(TRECHO FORNECIDO):
....

O problema, quanto à homofobia, está nos tipos 2 e 3, que têm crescente capacidade de desejo homo, mesmo sendo héteros (definido por tesão visual maior por mulheres). Esses, se têm lembranças infantis homo, delas se envergonham, precisaram reprimi-las. São os tais que necessitam “afirmar sua masculinidade”, pois que, para eles mesmos, ela pode ser posta em dúvida. Cá e lá se assustam (e se afastam) com o amor que desenvolvem por seus amigos, ou com a atração que determinados homens lhes despertam. Esses sim, têm medo de “virar viado”. É um medo sem fundamento. Sua preferência visual permanecerá a mesma pela vida afora. Poderiam, teoricamente, fazer um acordo com eles mesmos, “é, eu de vez em quando vou ter tesão em homem, mas isso não me arranca pedaço”. Sinto muito, isso é teórico. Eles investiram tanto na repressão, demonizando seus poucos desejos homoeróticos, reforçando uma postura defensiva de supermachos, que passaram a ter medo, fobia, do contágio. Agem como os antigos agiam com os leprosos, apedrejando-os por pavor, mas o contágio que temem é o do desejo.

....

(DADOS ARMAZENADOS):
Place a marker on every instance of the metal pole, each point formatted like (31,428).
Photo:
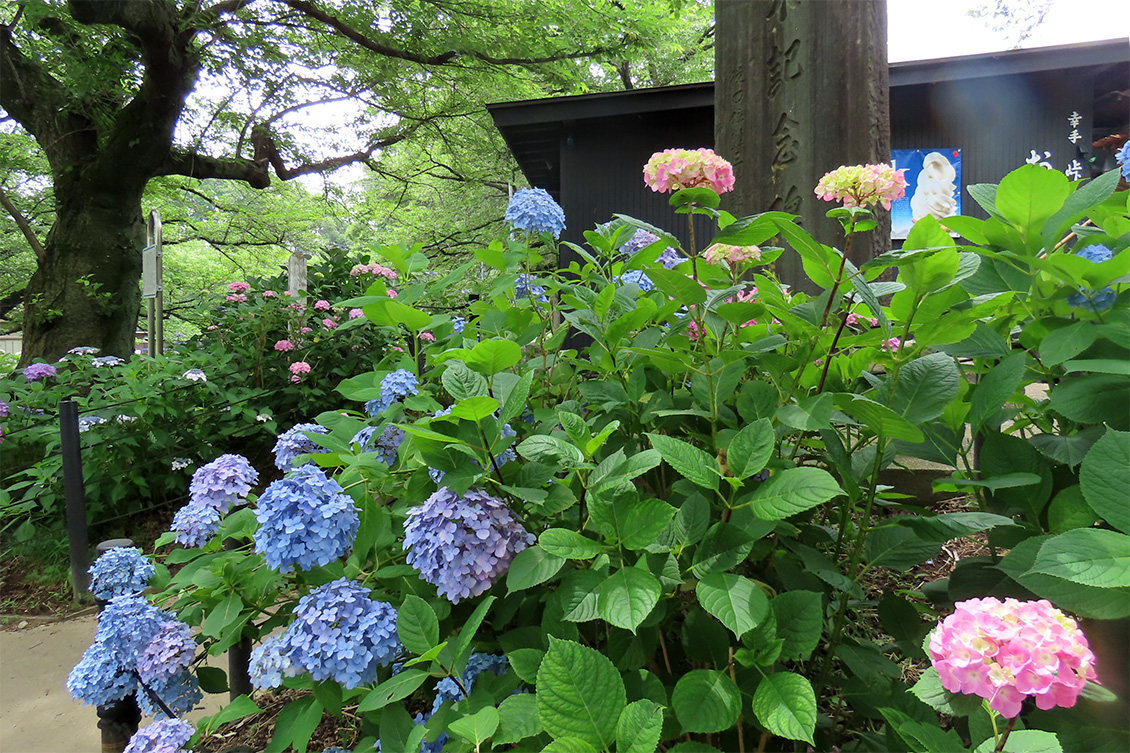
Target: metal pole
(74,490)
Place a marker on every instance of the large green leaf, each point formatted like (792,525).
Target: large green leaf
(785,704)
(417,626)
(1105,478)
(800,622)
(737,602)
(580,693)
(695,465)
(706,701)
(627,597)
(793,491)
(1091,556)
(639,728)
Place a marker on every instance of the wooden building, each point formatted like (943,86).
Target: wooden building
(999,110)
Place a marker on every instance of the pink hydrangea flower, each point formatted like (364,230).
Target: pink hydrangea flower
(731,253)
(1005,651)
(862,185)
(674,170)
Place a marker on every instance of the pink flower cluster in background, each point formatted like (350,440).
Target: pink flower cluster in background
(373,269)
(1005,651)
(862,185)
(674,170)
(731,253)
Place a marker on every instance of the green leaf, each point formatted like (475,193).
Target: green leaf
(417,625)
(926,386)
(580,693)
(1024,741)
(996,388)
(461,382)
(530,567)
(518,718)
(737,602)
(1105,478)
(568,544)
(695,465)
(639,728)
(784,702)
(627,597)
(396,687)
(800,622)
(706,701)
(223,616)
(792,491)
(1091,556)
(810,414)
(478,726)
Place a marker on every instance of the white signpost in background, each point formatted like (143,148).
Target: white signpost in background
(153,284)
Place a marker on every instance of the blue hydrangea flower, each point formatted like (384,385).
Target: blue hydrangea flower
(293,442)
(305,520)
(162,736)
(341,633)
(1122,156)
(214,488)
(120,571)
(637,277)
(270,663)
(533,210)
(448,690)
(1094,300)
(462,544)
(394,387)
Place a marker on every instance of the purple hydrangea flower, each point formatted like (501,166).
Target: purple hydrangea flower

....

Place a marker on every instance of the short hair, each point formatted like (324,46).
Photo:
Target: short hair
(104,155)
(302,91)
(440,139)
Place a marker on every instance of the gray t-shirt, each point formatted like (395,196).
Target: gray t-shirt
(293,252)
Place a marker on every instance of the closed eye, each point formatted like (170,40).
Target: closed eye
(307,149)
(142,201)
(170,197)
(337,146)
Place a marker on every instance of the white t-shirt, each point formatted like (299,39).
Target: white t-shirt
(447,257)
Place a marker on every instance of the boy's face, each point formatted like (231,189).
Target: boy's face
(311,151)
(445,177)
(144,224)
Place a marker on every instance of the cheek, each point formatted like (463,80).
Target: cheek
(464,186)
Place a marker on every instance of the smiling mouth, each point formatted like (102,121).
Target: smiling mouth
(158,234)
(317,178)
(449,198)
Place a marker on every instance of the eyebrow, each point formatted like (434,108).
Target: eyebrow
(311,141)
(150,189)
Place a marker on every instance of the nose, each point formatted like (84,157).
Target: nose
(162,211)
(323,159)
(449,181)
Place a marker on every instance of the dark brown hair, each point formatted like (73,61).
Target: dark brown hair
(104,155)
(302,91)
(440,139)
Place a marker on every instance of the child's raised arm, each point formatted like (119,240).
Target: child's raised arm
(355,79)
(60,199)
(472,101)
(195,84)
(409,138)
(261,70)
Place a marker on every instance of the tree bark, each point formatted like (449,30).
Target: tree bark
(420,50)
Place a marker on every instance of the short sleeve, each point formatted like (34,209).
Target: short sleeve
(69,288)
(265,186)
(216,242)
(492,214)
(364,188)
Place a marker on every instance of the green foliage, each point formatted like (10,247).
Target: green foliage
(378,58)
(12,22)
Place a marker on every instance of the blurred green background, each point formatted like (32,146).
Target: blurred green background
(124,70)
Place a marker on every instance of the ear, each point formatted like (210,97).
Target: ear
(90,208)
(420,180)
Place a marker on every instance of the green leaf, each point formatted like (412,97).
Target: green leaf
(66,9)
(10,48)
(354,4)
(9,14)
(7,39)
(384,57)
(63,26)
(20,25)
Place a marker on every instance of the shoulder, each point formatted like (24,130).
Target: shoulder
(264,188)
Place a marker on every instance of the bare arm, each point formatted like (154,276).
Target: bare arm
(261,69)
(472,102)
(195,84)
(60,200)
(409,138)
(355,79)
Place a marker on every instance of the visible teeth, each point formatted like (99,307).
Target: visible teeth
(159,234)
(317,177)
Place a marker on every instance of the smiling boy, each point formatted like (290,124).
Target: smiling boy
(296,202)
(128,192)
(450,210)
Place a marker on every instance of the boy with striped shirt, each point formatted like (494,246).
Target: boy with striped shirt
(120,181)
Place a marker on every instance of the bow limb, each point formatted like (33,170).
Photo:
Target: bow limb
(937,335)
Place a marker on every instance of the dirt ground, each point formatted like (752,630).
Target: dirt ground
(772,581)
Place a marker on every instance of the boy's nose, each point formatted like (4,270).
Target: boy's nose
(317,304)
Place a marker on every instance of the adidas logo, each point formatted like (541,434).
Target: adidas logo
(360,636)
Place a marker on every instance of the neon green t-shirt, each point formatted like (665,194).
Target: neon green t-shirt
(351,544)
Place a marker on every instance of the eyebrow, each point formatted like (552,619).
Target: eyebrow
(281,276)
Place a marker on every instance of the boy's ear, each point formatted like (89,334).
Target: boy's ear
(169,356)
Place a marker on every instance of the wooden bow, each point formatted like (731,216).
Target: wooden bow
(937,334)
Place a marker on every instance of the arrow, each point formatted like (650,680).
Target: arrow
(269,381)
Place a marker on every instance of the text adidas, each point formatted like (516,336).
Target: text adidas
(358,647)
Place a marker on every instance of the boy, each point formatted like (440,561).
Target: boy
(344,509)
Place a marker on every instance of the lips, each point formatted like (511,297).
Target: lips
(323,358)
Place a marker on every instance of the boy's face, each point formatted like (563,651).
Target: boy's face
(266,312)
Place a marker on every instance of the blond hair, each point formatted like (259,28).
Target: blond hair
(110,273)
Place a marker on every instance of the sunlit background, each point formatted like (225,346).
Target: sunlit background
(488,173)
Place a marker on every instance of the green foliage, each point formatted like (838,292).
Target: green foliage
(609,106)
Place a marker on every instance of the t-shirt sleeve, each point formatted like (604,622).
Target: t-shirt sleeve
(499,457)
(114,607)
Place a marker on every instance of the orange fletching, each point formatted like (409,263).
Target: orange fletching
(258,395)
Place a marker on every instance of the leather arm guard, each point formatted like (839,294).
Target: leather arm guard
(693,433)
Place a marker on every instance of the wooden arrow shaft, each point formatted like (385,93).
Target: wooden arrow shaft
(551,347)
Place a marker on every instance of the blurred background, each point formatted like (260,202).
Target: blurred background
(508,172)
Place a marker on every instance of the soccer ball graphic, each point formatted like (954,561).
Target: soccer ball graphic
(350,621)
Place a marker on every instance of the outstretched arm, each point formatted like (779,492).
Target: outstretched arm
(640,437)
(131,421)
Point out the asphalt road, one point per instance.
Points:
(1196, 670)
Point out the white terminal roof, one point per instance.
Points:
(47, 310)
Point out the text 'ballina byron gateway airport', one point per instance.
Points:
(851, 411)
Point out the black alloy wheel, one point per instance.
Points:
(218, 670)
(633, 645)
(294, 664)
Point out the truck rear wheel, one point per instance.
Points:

....

Indique, de acordo com o trecho sobre homofobia, o critério usado para definir os tipos 2 e 3 como héteros. Os registros não têm relação com o trecho.

(RESPOSTA FINAL): O tesão visual maior por mulheres.